══ RECORDS FOR THE EXERCISE ══

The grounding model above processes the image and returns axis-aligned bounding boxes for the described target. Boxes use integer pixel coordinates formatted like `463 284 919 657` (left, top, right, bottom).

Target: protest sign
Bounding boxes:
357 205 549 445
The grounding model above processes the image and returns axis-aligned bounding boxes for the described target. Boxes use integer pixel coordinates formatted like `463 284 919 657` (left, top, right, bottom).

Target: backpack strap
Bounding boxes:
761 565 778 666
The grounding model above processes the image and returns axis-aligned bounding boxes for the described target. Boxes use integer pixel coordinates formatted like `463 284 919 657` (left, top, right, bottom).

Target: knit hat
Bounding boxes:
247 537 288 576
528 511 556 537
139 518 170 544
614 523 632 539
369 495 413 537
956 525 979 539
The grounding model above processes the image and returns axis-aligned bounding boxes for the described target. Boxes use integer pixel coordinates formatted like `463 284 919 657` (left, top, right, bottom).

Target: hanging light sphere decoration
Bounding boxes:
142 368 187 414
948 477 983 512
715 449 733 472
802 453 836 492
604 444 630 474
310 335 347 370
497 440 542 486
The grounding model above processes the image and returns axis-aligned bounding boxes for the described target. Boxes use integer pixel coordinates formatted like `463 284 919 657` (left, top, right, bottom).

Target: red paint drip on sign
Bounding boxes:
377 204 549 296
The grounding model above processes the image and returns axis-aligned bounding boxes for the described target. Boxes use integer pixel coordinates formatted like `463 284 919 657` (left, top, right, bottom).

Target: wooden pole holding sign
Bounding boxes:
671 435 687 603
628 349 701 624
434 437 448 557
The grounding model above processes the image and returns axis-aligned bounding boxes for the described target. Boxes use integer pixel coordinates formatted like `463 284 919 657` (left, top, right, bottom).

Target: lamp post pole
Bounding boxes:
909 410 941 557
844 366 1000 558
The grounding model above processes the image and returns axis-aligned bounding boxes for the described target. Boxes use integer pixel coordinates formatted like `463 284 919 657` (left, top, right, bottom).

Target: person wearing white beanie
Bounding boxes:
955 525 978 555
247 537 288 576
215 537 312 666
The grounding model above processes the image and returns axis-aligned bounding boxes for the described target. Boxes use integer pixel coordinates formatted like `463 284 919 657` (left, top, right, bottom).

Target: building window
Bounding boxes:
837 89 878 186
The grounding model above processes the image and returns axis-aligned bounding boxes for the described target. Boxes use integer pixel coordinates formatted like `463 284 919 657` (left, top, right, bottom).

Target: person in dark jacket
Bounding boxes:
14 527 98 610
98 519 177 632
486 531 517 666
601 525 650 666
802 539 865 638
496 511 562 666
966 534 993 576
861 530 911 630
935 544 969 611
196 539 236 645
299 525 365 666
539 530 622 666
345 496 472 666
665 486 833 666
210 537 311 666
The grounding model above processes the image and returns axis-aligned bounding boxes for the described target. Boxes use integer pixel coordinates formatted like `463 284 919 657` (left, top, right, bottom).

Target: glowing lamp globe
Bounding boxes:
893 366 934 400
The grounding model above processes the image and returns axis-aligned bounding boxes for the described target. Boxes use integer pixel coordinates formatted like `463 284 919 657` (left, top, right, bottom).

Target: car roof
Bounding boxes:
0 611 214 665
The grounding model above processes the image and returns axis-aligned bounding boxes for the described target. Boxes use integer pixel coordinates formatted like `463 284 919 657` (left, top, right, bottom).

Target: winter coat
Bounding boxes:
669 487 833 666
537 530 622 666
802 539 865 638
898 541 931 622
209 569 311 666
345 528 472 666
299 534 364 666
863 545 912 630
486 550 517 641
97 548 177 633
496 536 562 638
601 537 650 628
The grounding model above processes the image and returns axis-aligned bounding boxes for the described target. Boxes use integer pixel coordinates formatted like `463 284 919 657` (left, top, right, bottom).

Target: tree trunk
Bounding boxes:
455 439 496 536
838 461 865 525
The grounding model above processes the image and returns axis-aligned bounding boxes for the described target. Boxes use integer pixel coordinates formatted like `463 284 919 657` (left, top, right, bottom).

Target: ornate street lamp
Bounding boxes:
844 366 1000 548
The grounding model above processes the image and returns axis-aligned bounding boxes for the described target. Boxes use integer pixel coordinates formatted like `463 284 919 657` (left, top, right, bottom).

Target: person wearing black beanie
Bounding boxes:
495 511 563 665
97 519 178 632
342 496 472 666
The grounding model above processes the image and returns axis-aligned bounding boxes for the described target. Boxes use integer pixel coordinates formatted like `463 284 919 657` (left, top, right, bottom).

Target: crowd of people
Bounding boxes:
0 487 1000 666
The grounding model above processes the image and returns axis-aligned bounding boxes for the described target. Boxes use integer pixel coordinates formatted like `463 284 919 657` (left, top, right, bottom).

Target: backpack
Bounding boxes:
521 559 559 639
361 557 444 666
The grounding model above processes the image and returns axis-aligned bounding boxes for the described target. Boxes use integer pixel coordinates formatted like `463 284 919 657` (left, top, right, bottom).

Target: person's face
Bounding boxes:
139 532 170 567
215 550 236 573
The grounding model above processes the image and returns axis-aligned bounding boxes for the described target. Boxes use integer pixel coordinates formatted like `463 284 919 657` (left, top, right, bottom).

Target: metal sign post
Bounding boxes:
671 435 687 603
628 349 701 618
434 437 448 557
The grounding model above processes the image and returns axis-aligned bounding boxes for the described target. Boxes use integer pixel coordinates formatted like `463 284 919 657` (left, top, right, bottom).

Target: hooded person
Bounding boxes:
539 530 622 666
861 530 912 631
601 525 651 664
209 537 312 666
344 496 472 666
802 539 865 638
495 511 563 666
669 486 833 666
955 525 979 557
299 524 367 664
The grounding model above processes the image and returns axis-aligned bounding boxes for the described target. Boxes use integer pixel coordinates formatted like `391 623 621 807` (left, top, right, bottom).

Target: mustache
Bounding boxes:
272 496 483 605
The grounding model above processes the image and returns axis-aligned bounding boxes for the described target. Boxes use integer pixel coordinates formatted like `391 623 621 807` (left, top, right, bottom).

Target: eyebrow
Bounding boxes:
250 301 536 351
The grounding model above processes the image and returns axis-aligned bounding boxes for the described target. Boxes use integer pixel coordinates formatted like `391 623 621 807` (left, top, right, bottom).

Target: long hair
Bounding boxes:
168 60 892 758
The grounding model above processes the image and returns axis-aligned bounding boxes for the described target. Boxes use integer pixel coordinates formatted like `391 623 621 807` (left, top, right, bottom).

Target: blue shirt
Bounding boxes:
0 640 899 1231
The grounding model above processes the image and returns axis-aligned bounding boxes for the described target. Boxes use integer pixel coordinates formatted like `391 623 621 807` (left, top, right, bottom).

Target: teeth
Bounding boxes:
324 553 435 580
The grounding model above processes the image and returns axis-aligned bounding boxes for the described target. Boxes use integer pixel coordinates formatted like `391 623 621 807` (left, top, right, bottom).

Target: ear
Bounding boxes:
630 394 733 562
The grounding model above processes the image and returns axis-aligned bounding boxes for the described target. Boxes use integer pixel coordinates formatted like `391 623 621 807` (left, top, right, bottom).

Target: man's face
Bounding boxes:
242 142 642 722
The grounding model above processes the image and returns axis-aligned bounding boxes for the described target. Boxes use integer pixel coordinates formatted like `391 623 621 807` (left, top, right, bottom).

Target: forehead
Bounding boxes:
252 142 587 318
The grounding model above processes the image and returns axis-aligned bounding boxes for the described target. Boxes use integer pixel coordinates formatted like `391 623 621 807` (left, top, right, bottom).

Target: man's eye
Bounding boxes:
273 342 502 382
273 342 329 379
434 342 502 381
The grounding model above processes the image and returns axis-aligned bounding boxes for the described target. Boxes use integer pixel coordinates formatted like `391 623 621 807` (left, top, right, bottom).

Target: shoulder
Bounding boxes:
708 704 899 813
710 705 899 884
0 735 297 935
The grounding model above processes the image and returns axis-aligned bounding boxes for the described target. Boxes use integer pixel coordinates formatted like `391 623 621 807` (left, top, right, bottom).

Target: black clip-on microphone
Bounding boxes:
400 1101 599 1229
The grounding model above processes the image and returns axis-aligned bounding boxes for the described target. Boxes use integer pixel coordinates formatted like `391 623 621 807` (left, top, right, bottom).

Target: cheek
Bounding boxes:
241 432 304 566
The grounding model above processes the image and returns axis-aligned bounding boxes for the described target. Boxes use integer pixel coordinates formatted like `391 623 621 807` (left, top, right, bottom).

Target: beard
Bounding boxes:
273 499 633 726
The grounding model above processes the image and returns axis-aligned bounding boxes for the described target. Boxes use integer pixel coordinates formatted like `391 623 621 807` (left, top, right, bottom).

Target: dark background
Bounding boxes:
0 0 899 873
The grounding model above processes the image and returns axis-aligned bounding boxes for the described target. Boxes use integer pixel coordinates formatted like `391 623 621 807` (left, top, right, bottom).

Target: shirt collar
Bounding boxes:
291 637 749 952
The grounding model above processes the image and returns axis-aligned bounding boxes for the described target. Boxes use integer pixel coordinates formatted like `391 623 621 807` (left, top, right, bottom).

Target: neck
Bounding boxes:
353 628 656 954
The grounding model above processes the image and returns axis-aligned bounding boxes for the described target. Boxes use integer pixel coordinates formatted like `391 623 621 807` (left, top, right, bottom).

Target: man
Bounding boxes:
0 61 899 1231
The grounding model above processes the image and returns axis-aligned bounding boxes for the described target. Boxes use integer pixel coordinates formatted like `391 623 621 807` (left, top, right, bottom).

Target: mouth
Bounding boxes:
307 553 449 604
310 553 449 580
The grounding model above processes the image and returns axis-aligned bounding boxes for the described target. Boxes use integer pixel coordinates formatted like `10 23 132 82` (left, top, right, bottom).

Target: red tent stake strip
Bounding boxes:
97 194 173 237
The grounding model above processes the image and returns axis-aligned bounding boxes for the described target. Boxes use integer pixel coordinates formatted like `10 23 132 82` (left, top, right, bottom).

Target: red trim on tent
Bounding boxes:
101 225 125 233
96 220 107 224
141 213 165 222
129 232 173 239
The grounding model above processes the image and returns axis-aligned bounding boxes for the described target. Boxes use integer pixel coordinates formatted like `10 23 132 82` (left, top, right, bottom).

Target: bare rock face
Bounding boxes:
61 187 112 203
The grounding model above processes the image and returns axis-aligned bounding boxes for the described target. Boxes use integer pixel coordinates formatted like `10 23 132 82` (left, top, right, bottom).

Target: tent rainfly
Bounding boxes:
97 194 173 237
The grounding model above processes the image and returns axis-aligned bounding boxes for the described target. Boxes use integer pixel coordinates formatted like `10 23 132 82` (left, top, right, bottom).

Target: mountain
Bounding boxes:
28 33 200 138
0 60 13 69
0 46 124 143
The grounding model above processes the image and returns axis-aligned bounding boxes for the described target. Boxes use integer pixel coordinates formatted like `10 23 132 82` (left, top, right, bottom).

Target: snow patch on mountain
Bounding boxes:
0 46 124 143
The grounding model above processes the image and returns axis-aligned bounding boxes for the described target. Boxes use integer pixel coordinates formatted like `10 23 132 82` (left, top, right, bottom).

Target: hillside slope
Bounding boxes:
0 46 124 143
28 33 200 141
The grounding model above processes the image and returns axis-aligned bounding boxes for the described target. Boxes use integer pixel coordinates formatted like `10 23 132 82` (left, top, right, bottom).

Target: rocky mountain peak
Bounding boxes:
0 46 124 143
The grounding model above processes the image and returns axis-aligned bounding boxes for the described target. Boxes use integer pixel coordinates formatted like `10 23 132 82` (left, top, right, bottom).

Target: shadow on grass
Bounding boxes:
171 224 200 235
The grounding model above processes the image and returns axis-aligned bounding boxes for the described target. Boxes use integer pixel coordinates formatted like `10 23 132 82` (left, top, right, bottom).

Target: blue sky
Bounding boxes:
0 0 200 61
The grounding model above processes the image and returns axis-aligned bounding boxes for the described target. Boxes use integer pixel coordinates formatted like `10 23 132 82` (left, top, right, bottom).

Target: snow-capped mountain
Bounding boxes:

═══

* WRITTEN TASK *
Gather each line of the listing above that contains the word "sign", and copy those lines out in full.

* SOLUTION TO THE PROBLEM *
Target: protest sign
Target: red paint drip on sign
Target: wooden pole holding sign
Target: metal sign post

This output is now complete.